Top of RECORDS FOR PROCESSING
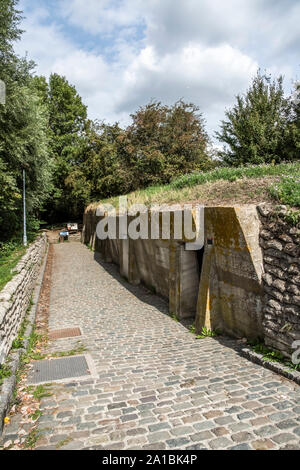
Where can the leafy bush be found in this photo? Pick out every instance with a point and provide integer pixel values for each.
(287, 190)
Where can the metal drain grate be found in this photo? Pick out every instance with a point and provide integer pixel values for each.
(53, 370)
(65, 333)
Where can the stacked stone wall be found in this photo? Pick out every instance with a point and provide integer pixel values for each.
(15, 297)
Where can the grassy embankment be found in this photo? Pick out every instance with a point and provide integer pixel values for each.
(245, 185)
(10, 254)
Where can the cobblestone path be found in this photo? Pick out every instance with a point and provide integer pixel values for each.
(157, 387)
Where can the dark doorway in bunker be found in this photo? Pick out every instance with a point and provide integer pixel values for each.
(191, 268)
(200, 256)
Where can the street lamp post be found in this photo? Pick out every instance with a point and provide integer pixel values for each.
(24, 208)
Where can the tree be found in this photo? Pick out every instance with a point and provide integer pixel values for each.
(164, 142)
(255, 129)
(67, 125)
(292, 144)
(23, 131)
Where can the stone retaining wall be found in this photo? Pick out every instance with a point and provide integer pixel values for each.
(280, 244)
(15, 297)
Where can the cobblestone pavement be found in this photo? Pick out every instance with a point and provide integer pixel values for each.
(157, 387)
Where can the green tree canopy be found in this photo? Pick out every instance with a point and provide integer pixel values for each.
(255, 129)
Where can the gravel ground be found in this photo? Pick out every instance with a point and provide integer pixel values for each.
(157, 386)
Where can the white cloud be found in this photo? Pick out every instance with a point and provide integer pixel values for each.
(205, 52)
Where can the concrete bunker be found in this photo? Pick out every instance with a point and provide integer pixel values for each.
(214, 280)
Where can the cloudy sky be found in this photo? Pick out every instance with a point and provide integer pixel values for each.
(121, 53)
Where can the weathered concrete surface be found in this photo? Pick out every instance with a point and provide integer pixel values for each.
(163, 265)
(230, 294)
(158, 387)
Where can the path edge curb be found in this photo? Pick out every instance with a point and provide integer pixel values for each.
(277, 367)
(9, 384)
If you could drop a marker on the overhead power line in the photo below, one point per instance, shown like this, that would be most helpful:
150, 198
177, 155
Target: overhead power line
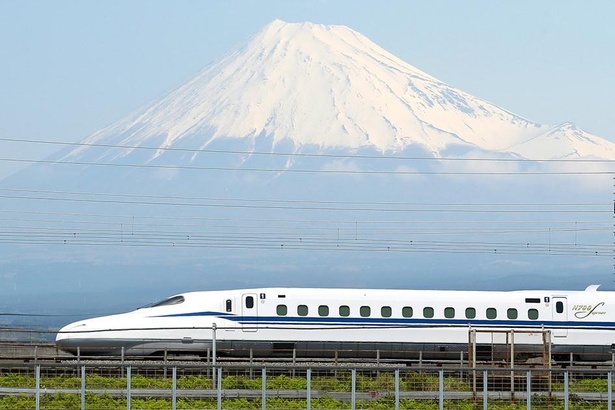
302, 154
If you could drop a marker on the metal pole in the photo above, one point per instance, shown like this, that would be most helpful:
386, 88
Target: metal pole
609, 378
83, 387
213, 343
396, 389
566, 390
128, 376
441, 389
213, 353
353, 393
512, 364
529, 389
264, 388
309, 389
219, 388
37, 376
174, 389
485, 390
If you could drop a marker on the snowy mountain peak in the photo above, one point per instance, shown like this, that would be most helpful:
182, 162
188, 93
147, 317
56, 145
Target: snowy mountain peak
322, 86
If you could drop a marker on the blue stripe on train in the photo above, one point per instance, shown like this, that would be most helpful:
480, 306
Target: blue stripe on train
391, 322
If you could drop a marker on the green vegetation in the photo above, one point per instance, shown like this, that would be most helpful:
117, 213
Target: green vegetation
379, 388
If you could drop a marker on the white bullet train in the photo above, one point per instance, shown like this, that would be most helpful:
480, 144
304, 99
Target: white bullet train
312, 322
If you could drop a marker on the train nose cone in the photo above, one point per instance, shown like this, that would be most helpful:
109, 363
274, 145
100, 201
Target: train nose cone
67, 337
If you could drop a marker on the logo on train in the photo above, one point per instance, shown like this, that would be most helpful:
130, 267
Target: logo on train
583, 311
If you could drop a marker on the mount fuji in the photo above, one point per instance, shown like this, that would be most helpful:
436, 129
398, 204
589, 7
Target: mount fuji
309, 156
304, 86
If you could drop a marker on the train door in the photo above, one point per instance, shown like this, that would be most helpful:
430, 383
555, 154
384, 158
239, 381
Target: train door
249, 312
559, 308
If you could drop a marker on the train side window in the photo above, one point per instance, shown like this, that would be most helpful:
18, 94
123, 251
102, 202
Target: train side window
428, 312
302, 310
365, 311
532, 314
249, 302
323, 310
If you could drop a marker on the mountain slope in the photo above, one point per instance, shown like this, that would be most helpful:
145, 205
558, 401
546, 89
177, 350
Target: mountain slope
325, 87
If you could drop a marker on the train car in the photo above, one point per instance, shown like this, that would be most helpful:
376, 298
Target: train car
327, 322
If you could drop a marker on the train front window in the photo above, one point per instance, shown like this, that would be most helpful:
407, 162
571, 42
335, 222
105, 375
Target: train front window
175, 300
249, 302
302, 310
323, 310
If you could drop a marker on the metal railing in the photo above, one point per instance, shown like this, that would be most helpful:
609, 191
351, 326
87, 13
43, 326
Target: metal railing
176, 386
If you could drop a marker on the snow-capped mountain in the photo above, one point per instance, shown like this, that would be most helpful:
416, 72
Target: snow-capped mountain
324, 87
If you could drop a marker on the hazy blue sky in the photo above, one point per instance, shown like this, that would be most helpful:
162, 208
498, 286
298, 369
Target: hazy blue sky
70, 68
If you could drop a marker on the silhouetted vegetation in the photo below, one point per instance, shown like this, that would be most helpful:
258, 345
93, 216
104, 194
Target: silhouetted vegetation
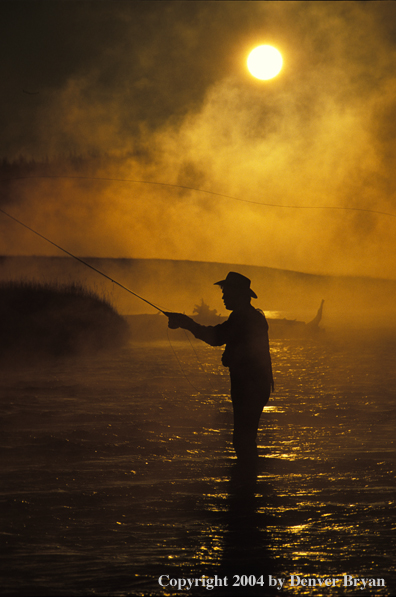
49, 321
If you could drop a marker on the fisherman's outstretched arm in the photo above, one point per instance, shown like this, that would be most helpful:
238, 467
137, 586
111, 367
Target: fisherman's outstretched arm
213, 335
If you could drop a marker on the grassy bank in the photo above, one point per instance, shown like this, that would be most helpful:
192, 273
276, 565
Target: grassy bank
54, 321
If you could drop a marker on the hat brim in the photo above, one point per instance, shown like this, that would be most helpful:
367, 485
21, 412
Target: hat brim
223, 283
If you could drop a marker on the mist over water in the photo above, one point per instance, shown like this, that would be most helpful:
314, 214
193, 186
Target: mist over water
172, 285
118, 470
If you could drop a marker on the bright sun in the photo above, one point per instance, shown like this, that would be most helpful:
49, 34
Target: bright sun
264, 62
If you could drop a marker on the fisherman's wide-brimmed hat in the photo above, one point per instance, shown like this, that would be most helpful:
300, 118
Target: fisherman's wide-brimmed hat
237, 281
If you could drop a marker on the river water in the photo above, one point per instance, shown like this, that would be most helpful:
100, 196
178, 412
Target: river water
118, 474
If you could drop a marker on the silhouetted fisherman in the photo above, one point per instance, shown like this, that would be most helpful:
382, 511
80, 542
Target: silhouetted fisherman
247, 355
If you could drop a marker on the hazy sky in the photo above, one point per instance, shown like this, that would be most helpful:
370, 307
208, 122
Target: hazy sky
162, 88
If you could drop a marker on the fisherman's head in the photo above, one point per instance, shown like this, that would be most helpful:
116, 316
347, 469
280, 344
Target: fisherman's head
237, 293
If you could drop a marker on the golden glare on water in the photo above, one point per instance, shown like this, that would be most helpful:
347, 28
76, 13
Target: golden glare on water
264, 62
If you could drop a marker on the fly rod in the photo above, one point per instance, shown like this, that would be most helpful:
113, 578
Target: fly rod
84, 262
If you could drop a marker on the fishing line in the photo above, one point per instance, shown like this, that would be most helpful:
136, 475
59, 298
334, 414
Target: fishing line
114, 282
82, 261
177, 186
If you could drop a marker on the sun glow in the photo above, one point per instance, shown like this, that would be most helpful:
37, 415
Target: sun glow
264, 62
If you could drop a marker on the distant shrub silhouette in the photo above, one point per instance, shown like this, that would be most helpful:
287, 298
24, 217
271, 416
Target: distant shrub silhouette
40, 320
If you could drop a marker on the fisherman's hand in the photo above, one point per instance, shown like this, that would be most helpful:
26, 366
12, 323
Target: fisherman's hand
178, 320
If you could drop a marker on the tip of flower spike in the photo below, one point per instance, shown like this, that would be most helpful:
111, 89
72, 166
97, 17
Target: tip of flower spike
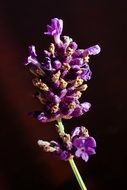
94, 50
40, 143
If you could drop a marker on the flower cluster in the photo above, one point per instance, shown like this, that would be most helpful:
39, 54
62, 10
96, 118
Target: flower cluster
61, 78
78, 144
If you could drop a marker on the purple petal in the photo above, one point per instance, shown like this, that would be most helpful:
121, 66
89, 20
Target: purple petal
32, 51
90, 142
75, 132
79, 142
90, 151
78, 153
63, 93
85, 156
32, 60
56, 64
85, 106
92, 50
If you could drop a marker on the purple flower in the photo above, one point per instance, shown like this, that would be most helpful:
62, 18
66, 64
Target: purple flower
85, 147
61, 78
79, 144
55, 29
32, 58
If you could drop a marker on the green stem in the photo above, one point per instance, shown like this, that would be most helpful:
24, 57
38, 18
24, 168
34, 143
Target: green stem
71, 161
77, 174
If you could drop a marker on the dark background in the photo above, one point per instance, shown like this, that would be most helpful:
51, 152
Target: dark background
23, 165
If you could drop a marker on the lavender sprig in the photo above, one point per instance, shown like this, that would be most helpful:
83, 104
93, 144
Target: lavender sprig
60, 81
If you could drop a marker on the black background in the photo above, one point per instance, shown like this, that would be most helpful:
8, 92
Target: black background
23, 165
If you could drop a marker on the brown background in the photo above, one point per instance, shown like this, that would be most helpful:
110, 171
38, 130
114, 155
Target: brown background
23, 165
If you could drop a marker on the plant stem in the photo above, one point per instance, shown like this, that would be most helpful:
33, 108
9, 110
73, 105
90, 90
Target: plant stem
77, 174
71, 161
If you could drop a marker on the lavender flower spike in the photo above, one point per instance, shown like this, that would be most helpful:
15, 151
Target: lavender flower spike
55, 29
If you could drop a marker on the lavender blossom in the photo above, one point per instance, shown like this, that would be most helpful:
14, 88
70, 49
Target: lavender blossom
79, 144
61, 78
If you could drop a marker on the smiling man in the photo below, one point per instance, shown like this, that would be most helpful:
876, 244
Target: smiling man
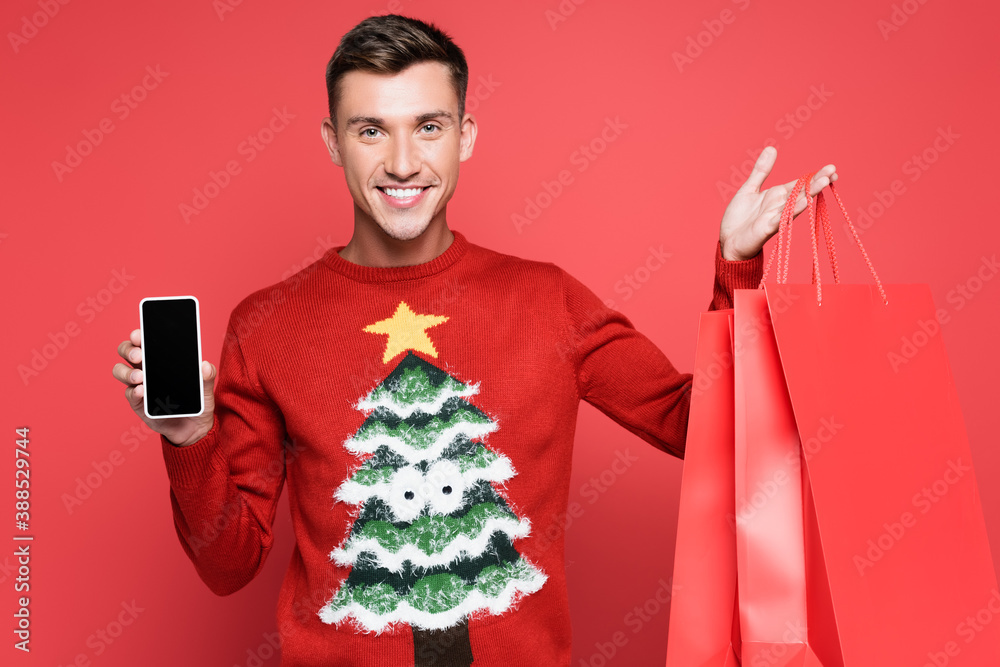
419, 393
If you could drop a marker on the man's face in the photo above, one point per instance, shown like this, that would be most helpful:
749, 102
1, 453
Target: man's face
400, 142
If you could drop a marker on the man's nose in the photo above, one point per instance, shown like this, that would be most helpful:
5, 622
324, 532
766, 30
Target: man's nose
403, 159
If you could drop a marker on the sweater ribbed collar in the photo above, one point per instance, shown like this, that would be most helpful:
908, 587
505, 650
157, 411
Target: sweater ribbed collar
380, 274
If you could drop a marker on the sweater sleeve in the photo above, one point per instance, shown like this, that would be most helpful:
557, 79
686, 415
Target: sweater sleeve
732, 275
224, 489
624, 374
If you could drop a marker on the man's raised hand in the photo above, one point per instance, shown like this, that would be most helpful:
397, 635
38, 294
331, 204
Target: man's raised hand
752, 216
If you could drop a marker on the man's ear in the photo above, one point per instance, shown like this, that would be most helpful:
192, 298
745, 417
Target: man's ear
468, 137
329, 134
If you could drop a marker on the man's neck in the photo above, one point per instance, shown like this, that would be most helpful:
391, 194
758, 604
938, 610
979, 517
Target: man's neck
370, 246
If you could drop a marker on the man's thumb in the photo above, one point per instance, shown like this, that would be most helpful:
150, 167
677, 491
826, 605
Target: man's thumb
209, 372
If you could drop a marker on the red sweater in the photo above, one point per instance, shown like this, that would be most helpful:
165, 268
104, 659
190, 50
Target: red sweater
423, 417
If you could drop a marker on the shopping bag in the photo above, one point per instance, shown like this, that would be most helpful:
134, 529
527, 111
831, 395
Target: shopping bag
894, 558
704, 629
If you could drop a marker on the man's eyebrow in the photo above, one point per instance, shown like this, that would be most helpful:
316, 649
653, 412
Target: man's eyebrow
430, 115
438, 113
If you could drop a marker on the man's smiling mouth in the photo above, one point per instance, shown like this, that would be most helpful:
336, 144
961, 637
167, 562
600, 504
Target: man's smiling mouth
403, 193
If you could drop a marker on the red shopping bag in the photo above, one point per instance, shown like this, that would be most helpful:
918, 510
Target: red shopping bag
889, 544
703, 630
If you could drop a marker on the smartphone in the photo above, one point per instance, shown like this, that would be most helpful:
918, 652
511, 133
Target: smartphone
171, 357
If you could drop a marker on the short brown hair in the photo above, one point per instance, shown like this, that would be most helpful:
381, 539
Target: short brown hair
388, 45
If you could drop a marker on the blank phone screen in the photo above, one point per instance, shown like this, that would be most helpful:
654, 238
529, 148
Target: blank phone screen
172, 363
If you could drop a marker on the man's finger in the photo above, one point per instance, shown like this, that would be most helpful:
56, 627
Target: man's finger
760, 170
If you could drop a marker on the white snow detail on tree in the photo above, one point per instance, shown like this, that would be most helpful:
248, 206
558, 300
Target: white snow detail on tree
432, 542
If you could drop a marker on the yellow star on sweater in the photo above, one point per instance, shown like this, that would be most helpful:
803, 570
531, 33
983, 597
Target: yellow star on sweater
406, 331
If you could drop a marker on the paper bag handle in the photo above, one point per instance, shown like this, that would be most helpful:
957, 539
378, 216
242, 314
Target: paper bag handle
817, 215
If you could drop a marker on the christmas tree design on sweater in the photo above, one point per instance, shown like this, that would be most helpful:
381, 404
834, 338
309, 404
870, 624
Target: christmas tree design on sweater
432, 544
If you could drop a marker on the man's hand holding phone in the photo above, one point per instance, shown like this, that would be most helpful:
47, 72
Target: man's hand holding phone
181, 431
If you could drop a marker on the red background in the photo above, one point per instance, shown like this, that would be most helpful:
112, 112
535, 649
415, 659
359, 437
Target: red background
553, 87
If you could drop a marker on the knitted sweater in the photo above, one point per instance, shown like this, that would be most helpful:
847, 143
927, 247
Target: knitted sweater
423, 417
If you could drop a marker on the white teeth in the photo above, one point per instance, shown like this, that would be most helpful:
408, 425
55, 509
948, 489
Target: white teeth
402, 194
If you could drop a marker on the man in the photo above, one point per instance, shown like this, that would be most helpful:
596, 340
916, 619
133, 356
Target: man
419, 393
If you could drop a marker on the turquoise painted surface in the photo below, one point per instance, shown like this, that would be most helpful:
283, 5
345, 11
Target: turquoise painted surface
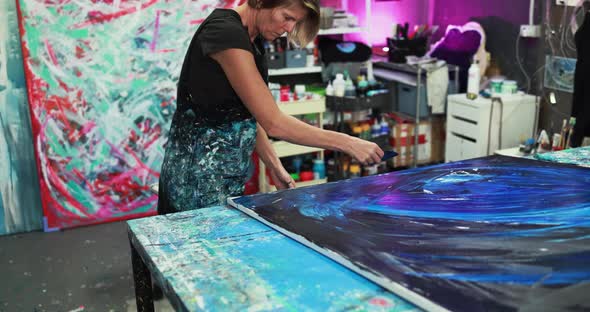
219, 259
576, 156
20, 201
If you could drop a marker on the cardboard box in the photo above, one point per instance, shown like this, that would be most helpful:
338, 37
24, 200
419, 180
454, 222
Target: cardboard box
430, 142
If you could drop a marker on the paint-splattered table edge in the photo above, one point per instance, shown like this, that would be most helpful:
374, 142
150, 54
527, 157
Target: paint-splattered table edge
576, 156
362, 294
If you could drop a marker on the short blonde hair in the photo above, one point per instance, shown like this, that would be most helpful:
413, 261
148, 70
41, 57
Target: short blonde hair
306, 30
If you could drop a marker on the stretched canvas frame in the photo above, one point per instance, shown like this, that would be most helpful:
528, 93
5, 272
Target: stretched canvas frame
519, 239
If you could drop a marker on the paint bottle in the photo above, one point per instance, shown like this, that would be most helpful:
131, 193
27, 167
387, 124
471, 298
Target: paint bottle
339, 85
297, 161
349, 90
329, 89
384, 127
354, 170
376, 129
473, 81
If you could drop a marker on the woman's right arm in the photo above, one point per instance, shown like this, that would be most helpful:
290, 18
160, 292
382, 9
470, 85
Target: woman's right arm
240, 68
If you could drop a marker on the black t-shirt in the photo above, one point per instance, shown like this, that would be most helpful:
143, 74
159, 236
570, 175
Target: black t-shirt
203, 85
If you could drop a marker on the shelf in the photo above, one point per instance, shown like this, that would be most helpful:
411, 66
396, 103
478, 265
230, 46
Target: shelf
339, 31
286, 149
303, 107
295, 71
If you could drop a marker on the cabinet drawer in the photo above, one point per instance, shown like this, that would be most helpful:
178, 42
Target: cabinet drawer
462, 111
460, 148
463, 127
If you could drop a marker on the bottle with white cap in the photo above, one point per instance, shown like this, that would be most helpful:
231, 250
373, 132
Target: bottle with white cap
473, 80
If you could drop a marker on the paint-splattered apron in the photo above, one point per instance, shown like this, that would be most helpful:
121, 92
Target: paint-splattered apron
209, 148
205, 164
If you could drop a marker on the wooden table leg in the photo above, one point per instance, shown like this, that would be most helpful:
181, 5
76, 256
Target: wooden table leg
143, 283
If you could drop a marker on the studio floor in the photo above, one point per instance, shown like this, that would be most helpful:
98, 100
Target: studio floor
83, 269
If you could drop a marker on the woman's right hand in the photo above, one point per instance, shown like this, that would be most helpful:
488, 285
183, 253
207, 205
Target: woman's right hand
364, 152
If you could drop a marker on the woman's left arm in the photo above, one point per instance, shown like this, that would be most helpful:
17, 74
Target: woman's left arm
266, 152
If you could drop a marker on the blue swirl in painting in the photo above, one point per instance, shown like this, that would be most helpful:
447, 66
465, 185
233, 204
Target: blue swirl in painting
495, 233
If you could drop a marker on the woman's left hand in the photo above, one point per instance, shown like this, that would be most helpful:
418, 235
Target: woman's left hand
281, 178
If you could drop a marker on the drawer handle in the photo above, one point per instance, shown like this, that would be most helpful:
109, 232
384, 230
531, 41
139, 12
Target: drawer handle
465, 119
464, 137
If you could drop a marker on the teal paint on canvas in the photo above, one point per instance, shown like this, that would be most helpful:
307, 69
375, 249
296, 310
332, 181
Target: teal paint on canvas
20, 203
218, 259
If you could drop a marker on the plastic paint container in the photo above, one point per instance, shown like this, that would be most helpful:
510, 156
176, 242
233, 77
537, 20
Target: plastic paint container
306, 176
496, 85
319, 169
509, 87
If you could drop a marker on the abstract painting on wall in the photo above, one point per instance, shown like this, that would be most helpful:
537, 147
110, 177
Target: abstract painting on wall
494, 234
101, 79
20, 202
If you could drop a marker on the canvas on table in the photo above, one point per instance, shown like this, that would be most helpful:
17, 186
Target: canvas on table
495, 233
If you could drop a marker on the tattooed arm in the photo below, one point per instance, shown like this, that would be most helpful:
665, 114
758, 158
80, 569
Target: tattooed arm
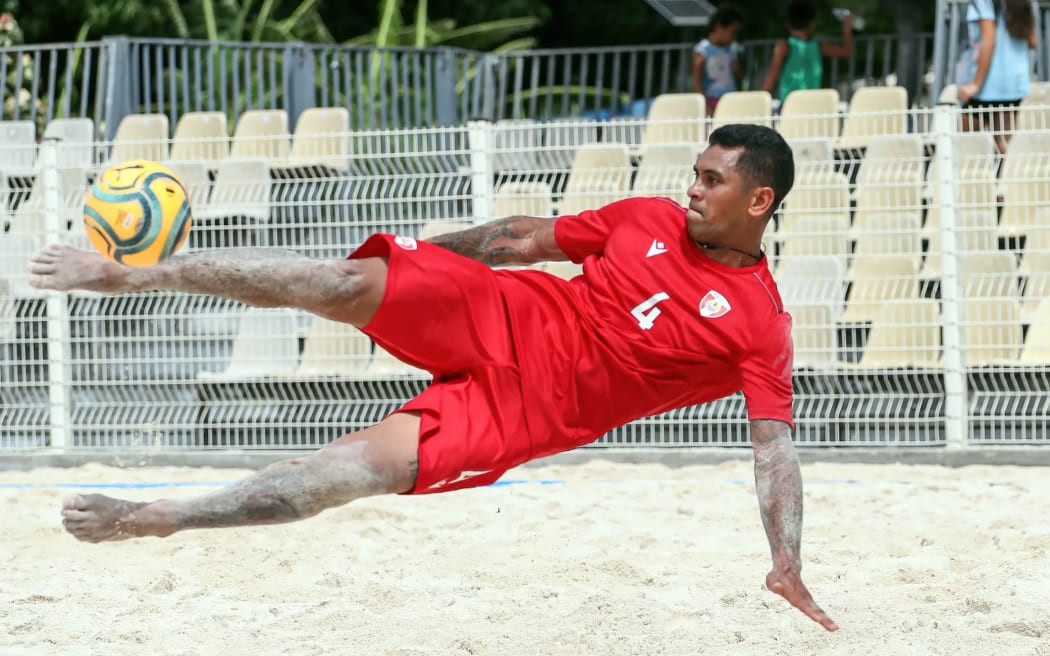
Bottom of RECORDS FOR PROCESSING
> [TASK GOAL]: Copy out each line of the material above that holds the word "below".

> [ANSWER SPACE]:
If you could drop a marker on the overhead power line in the photo below, one point per instance, shown like this, that would be most helpful:
If you could drop a marker on the silhouetted vegetation in the photo below, one point per instance, shown like this, that would be most helpful:
If you could drop a marker on the tip of flower spike in the photo below, one point per instance, shown like this, that would be most helpful:
If you could drop a marker on the smiling man in the photo below, one point per instance, shown like this, that would be most helpful:
If you could drop a marker on the turquoise painted surface in the photo below, one point per instance, shown like this, that would be most helpful:
If you could drop a marker on the tattooed arm in the photo below, one point per instance, shown like this, that would be most helpful:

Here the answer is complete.